Source passage
* * *

Is the sisterhood a small business myth?

- January 24, 2021 4 MIN READ

In one of the great music collaborations of the 90s. The Eurhythmics and Aretha Franklin teamed up to belt out the sisterhood anthem ‘Sisters Are Doin It For Themselves’. Women championing other women. What’s not to like about that?

More and more Aussie women are ‘standin’ on their own two feet’. They’re working around families, leaving corporate life, tired of the glass ceiling and the tokenistic hat tip to diversity and inclusion, and eager to march to the beat of their own drum. Over a third of all businesses in Australia are run by women and women focused Facebook groups, retreats, events, and resources are growing not dissipating.  And the underlying message is ‘us women should stick together’. 

I’m a member of a lot of women in business groups especially Facebook groups where we are encouraged to support, lift and encourage each other. These are places where the underlying message is collaboration not competition. I’ve meet some incredible, ass kicking women in business through these groups and done a lot business. But they’re not always the safe spaces the sisterhood would have us believe – I’ve witnessed a lot of nastiness. While it is easy to paint these displays of nasty behaviour with the brush of ‘see how mean women can be’, I know men can be equally horrible to each other. I wonder if this sisterhood is an unbreakable bond between women, or is it only held together because all we have in common is we’re women and just because we are women in business, does that mean we all have to be best friends and sing kumbaya? 

I wanted to see what other women thought, so I asked women I’ve meet through my business journey what they think. 

Lisa Cox is a media professional and disability advocate has experienced the positive and negative sides of the sisterhood in business. “While often it’s other women who best appreciate the challenges and will be the first to lift you up and show their support, it can also be other women who are the first to drive a knife in or cut you down. I thought childish bullying ended in school but I’m afraid this has not been the case,” she said.

beinc.’s CEO Hayley Birtles-Eades doesn’t factor the sisterhood when looking for support, connection and community in business. She hasn’t found it a huge thing for her. “I’m more excited about humans in business. For me it makes no difference if you’re a man or a woman. Everybody should supported based on their ability and situation. No one should simply say I support you more because you’re a woman or I support you more because you’re a man. I look forward to the days where people are genuinely talking about “humanhood”,” she said.

* * *

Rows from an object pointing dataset
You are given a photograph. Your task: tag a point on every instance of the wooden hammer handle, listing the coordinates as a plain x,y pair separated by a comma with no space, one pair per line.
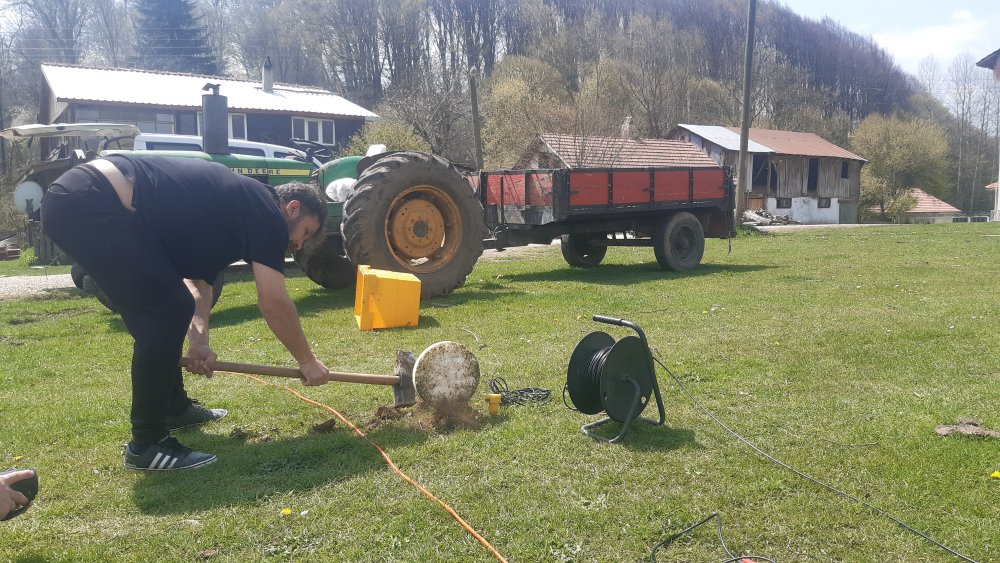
256,369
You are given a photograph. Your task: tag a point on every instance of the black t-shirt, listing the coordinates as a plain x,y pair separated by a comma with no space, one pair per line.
205,215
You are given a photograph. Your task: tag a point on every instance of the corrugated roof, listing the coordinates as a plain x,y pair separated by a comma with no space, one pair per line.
990,61
796,143
724,137
176,90
926,203
615,152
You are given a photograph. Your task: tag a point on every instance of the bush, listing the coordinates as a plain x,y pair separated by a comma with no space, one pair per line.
394,135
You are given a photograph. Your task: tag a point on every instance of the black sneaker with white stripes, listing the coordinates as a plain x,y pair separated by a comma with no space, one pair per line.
194,415
166,455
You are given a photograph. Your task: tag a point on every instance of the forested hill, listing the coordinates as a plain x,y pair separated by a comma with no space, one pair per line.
559,66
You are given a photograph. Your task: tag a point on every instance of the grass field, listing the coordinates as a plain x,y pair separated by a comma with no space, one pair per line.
837,351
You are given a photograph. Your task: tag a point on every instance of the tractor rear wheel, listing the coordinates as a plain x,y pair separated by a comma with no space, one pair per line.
413,212
582,251
679,242
322,259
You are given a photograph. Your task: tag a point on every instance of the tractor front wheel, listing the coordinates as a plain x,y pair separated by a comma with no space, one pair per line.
413,212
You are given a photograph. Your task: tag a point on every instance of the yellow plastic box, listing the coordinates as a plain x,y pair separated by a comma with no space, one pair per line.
385,299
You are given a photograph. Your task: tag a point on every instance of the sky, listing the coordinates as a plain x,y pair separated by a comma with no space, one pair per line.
910,30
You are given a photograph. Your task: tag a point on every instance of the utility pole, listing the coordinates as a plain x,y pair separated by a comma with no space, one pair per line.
472,53
742,175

* * *

Exercise objective
According to the article on sisterhood in business, what share of all businesses in Australia are run by women? Use only the article on sisterhood in business, not the listing.

Task answer
Over a third.